[Records]
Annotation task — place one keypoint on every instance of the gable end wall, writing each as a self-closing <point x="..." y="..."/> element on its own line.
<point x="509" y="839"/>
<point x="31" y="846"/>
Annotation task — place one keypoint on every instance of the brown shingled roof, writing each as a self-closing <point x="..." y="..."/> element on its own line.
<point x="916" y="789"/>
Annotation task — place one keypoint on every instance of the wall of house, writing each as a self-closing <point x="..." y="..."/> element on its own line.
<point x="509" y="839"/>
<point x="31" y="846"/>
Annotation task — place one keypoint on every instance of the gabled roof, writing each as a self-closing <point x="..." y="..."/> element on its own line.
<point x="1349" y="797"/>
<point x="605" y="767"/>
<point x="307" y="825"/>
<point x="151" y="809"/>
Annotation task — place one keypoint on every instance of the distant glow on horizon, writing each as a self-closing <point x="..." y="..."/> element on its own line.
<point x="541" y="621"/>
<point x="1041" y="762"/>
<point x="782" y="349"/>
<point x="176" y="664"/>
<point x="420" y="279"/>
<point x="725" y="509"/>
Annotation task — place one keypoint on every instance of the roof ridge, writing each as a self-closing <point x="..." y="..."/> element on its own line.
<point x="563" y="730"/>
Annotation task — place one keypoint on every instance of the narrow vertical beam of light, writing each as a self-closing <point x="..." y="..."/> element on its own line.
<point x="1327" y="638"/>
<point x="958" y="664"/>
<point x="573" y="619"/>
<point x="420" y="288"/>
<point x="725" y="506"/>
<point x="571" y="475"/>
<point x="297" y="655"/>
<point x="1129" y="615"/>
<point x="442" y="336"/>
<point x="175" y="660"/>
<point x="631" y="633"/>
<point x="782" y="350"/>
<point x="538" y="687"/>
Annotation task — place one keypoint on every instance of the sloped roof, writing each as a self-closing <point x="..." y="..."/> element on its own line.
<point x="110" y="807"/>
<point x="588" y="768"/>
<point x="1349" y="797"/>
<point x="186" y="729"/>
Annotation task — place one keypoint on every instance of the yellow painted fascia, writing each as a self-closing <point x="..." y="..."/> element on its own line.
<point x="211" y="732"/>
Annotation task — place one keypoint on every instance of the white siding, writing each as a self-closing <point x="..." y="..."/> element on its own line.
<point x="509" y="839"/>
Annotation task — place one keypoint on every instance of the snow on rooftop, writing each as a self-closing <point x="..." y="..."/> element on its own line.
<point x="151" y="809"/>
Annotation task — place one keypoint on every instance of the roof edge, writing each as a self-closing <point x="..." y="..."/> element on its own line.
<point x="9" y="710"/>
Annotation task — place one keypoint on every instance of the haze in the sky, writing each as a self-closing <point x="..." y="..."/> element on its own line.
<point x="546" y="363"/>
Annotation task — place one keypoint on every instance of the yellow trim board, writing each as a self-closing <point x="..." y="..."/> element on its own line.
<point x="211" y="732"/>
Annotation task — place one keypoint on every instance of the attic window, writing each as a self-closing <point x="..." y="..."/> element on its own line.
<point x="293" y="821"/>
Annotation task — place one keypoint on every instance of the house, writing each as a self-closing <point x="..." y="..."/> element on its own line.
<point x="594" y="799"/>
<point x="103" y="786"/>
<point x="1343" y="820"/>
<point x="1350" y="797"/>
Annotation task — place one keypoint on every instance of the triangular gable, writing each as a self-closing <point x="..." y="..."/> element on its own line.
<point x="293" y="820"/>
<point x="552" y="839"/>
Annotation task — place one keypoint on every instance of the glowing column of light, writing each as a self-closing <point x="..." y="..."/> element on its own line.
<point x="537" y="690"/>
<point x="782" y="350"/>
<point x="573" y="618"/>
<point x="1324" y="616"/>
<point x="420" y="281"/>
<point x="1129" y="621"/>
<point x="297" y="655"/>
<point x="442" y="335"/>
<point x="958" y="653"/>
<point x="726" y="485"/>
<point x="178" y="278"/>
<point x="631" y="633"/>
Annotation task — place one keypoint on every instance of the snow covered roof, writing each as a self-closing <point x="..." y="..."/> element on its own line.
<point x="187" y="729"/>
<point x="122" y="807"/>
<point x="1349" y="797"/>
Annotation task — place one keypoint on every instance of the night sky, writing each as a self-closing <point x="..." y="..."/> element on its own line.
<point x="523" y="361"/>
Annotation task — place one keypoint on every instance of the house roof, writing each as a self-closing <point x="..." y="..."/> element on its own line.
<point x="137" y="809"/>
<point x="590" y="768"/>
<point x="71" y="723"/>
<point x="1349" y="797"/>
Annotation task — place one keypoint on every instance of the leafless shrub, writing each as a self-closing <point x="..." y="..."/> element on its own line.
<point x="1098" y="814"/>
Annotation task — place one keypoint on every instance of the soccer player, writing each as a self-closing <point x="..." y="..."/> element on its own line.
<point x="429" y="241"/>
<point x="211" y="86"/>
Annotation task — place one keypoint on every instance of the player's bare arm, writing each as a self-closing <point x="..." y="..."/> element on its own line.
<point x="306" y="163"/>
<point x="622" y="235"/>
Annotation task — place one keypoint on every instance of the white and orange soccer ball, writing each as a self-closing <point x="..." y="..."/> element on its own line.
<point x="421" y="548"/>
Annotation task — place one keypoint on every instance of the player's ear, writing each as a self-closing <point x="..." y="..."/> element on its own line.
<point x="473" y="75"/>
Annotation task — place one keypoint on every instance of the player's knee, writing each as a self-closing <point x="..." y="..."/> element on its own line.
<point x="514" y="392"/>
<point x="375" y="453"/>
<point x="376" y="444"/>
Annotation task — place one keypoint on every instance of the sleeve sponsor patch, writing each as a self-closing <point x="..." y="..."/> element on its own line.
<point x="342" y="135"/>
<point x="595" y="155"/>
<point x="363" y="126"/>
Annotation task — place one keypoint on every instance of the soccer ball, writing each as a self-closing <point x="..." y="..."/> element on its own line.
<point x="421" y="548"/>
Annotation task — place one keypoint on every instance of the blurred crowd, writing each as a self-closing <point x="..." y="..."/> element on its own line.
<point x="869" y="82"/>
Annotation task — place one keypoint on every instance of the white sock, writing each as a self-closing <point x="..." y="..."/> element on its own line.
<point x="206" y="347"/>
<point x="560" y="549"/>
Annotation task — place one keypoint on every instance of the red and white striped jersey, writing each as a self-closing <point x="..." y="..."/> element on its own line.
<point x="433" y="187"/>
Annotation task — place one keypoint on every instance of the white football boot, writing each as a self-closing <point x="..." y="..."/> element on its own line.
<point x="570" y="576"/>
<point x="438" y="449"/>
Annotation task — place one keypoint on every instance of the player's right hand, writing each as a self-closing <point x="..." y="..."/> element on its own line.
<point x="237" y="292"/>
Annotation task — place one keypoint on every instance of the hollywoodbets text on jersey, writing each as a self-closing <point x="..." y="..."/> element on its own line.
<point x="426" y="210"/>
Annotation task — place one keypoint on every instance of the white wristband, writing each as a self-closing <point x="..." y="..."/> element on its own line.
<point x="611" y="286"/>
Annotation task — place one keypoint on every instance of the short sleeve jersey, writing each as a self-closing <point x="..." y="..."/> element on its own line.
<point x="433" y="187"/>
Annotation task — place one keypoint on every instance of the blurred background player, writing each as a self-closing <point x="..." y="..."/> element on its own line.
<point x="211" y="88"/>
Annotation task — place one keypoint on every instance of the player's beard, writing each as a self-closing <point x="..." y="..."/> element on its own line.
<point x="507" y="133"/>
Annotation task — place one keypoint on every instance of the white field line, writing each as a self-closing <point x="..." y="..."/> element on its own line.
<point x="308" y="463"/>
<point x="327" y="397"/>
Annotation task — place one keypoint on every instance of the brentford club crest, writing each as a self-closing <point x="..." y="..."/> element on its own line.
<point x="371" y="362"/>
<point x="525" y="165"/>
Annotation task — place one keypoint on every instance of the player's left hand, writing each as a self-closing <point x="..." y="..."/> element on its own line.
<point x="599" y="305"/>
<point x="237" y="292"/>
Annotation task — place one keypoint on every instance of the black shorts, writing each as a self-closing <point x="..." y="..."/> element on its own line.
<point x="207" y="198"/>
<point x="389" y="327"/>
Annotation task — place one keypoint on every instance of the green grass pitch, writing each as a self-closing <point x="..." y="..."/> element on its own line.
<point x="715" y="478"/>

_Stated problem_
Return precisely the lines of the records, starting with the line that holds "the player's left" and ending with the last one.

_Final result_
Annotation task — place one keypoint on every instance of the player's left hand, writing each as a self-closing <point x="..." y="..."/> element on its own line.
<point x="599" y="305"/>
<point x="237" y="292"/>
Annotation task — place one keypoint on every instance of the black shorts, writing each as a self-closing <point x="..." y="..."/> element on its own line.
<point x="207" y="198"/>
<point x="389" y="327"/>
Annotation task — place one keypoint on every instance of the green grass pitch, writing each as a self-closing <point x="..." y="..."/> element on its own line.
<point x="715" y="478"/>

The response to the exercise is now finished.